**Source passage:**
┌────────

Sunday, May 24, 2015

Porting seL4 to RISC-V | Status Report No.1

Introduction 


This year I am participating in GSoC with a new umbrella organization called lowRISC aiming to produce a completely open-source SoC (System-on-Chip). lowRISC is based on the new open RISC-V ISA, designed by UC Berkeley. I'll be performing a complete RISC-V port of the new formally-verified microkernel seL4.

Details

 The project basically involves working with seL4 and RISC-V. The next section will introduce some related details about each.

RISC-V

RISC-V is an open ISA, which is designed to help with computer architecture education and research. It supports both 32-bit and 64-bit modes and is powerful enough to run Linux. UC Berkeley team has implemented this ISA (64-bit RISC-V Rocket core) and showed off some interesting comparison between it and ARM Cortex-A5. 

64-bit RISC-V Rocket Chip and ARM Cortex-A5 comparison [1]

QEMU and Spike are the main simulators that enable running/debugging RISC-V software. 

Recently, a new draft of the RISC-V privileged ISA specification has been released [2], which describes rich and nice features. Notably, the draft introduces new four modes that RISC-V can run at (before that, there were only supervisor and user modes). The four modes are user, supervisor, hypervisor (however it's not implemented yet) and machine mode. This new design takes the RISC-V architecture to a new level where virtualization can be supported and easily researched.

└────────

**Instruction:** Resume the status report on porting seL4 to RISC-V from the point where it stops. None of the data has any bearing on this.

**Material:**
┌────────

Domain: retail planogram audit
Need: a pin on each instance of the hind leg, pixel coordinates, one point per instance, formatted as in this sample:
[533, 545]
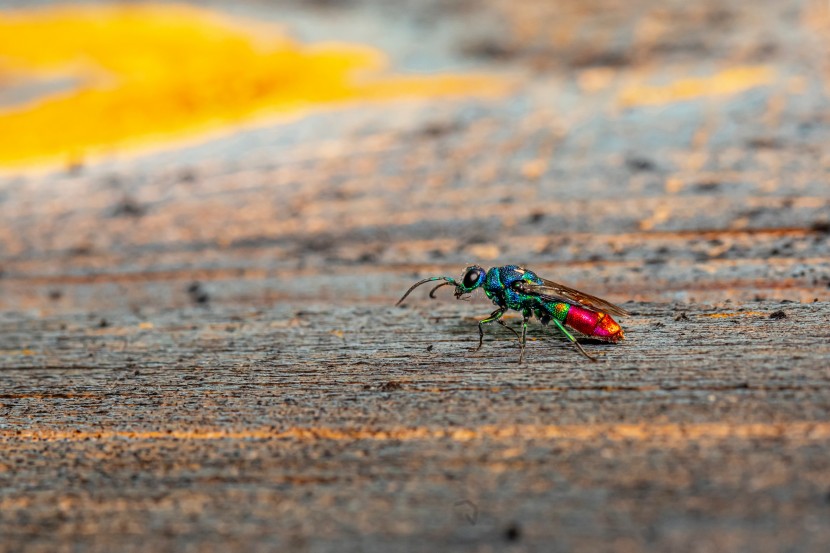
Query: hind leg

└────────

**The output:**
seL4

seL4 is a new open-source L4 microkernel developed by NICTA and now owned by General Dynamics C4 Systems. It gained its popularity being "The world's first operating-system kernel with an end-to-end proof of implementation correctness and security enforcement is now open source." seL4 developers believe that it's the state-of-art microkernel currently. The following figure shows the history of microkernels in general and their implementations.

L4 microkernels history [3]


L4 simplicity concept has been greatly achieved in seL4 given that it has about 10K lines on C code, compared to Fiasco.OC which has 36K lines of C/C++ code.

Currently seL4 is ported to only two architectures: ARM and IA-32. Only the ARM port is formally verified, and both support only 32-bit implementation, however the 64-bit implementation is still a work in progress. The IA-32 port supports booting in multi-kernel mode unlike the ARM port.

seL4 microkernel itself wouldn't be of much interest without user-land applications and libraries. There are many libraries and projects that build on seL4 microkernel:
  • verification, the seL4 proofs.
  • seL4test, a test suite for seL4, including a Library OS layer.
  • CAmkES, a component architecture for embedded systems based on seL4. See the CAmkES pages for more documentation about CAmkES.
  • VMM a componentised virtual machine monitor for ia32 platforms using Intel VT-X and VT-D extensions.
  • RefOS, a reference example of how one might build a multi-server operating system on top of seL4. It was built as a student project.

seL4 on RISC-V

Porting seL4 to RISC-V needs a knowledge of both seL4 microkernel and RISC-V design/implementation. The project aims to perform a complete port of seL4 microkernel that enables some of the previously mentioned projects to run on it, mainly, the seL4test project that has over 120 tests asserting the seL4 microkernel API, features and behaviour. There have been some implementation trade-offs regarding the project, described below.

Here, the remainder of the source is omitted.